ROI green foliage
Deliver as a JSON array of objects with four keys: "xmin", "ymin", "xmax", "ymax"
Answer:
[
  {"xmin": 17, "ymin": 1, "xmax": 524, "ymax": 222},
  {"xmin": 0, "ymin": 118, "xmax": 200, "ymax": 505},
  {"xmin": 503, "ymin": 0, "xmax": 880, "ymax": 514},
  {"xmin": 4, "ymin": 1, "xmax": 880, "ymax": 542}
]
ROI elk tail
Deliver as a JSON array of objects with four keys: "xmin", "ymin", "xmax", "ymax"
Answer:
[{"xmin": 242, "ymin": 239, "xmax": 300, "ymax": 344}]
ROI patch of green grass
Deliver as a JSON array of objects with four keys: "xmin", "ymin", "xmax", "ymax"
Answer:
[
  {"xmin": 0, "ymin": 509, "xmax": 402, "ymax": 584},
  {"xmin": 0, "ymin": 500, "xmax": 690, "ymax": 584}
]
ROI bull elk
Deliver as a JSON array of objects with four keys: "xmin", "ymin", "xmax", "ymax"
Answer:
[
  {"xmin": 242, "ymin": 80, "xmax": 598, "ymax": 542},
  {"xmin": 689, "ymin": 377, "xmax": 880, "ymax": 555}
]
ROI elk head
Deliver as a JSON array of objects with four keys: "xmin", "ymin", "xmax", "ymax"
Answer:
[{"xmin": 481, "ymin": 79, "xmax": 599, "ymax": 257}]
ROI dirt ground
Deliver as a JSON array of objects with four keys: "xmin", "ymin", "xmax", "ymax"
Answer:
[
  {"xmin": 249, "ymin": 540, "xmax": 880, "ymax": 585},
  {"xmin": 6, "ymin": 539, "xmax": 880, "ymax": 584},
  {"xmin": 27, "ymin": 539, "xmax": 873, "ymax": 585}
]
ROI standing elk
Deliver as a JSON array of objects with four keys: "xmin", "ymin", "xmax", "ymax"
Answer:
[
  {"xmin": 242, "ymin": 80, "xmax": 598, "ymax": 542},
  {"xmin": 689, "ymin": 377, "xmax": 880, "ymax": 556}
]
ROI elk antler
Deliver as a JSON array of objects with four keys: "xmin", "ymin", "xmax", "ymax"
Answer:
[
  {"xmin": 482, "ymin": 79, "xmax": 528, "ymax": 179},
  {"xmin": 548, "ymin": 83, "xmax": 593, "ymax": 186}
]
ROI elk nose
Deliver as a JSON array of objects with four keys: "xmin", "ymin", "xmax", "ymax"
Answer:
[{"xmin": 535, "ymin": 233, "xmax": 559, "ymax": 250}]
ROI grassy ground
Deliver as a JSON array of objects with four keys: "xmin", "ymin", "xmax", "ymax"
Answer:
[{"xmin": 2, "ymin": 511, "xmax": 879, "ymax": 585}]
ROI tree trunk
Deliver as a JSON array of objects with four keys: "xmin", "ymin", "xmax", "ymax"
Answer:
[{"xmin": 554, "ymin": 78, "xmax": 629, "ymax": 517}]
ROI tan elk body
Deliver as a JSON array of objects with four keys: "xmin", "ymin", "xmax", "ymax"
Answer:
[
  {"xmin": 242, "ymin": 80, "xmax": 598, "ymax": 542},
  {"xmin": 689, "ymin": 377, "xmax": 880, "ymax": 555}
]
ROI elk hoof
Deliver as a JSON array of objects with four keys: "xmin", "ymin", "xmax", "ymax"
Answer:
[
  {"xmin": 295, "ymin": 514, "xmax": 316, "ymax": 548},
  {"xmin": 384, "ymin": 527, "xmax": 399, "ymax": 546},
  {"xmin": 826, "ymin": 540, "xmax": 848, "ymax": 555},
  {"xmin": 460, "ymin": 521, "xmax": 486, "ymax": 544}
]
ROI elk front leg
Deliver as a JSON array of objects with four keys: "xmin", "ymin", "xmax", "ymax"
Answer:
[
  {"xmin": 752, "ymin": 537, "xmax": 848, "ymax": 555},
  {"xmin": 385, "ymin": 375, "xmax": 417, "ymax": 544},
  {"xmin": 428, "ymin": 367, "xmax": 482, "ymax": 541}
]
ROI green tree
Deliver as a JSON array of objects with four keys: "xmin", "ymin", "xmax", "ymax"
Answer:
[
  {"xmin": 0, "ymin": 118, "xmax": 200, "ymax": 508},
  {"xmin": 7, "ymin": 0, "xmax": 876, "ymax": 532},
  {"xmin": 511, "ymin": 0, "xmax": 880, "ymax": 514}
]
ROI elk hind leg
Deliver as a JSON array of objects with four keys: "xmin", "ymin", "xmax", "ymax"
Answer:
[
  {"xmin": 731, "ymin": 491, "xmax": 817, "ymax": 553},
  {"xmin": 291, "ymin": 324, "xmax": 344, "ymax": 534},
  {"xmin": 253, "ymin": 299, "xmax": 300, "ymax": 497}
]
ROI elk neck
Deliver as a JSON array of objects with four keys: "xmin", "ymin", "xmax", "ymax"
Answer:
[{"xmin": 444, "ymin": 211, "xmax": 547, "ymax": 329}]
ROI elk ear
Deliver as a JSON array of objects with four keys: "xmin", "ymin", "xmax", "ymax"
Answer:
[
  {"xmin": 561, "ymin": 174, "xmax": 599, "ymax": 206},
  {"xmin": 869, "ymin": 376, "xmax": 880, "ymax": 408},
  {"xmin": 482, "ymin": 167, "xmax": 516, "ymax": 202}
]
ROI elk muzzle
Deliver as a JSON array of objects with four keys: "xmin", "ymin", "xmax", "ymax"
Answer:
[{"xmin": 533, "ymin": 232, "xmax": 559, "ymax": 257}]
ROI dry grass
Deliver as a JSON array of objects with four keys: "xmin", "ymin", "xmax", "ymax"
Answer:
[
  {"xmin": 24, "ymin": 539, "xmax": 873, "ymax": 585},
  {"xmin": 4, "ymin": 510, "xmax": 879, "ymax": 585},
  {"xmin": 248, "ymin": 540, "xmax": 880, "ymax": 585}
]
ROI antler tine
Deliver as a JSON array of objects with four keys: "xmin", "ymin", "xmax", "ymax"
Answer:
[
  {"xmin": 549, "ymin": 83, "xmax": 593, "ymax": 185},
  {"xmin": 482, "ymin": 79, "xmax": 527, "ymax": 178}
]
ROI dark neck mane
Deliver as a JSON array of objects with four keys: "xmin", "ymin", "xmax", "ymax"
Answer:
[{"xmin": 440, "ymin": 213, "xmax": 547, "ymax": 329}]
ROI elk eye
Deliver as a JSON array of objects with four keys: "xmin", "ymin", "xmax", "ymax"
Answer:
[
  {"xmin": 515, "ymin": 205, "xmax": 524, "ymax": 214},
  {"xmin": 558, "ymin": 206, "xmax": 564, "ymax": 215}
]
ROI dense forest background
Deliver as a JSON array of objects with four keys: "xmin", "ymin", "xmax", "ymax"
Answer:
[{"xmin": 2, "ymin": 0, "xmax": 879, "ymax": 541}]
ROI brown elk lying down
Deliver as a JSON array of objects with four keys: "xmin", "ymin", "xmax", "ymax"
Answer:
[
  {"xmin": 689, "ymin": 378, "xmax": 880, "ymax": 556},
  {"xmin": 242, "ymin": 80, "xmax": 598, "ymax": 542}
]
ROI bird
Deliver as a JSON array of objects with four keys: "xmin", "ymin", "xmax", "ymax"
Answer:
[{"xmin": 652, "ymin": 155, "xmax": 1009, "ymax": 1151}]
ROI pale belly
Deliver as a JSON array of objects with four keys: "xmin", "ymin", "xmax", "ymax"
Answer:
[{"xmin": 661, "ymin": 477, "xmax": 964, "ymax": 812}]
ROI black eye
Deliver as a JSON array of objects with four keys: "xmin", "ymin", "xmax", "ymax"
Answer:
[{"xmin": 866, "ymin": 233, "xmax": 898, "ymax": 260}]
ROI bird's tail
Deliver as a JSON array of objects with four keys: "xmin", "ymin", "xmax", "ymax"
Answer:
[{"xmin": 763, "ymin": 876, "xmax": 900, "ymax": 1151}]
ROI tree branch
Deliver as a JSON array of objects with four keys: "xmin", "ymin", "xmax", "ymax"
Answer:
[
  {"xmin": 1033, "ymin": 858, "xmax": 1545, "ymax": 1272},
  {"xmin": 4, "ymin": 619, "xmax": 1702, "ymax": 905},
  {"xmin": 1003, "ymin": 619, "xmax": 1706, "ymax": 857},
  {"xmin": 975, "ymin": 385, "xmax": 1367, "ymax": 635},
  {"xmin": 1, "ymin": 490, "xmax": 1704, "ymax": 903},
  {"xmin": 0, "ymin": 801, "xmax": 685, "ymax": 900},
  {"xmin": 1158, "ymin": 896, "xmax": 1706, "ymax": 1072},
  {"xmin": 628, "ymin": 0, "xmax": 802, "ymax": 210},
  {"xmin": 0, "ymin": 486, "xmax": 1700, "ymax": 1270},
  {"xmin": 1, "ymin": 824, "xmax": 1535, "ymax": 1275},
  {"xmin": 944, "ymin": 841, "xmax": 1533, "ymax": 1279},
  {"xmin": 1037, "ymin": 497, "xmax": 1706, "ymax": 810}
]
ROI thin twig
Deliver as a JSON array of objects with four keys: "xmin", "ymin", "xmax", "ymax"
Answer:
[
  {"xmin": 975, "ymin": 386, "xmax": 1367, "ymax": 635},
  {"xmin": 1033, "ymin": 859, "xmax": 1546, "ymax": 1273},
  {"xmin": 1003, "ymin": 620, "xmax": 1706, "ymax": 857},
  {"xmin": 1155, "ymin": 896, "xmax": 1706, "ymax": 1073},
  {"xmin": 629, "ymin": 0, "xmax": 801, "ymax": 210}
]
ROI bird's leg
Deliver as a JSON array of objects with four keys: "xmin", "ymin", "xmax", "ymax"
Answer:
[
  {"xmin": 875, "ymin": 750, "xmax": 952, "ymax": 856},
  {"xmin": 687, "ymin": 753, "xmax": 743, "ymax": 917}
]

REQUIRED ACTION: All lines from the beginning of the listing through the one with "ROI bull elk" are to be restated word for word, and only those.

SOLUTION BELOW:
ROI green foliage
Deliver as a JSON array of objects with four keys: "xmin", "ymin", "xmax", "ymax"
Answer:
[
  {"xmin": 17, "ymin": 1, "xmax": 524, "ymax": 222},
  {"xmin": 0, "ymin": 118, "xmax": 200, "ymax": 505},
  {"xmin": 503, "ymin": 0, "xmax": 880, "ymax": 514},
  {"xmin": 4, "ymin": 1, "xmax": 880, "ymax": 542}
]
ROI elk tail
Deliver as a JSON array of objects with four keys: "xmin", "ymin", "xmax", "ymax"
Answer:
[{"xmin": 242, "ymin": 239, "xmax": 300, "ymax": 344}]
ROI patch of green grass
Deliver as a JSON array of objects with four keys: "xmin", "ymin", "xmax", "ymax"
Answer:
[
  {"xmin": 0, "ymin": 509, "xmax": 402, "ymax": 584},
  {"xmin": 0, "ymin": 500, "xmax": 690, "ymax": 584}
]
ROI bull elk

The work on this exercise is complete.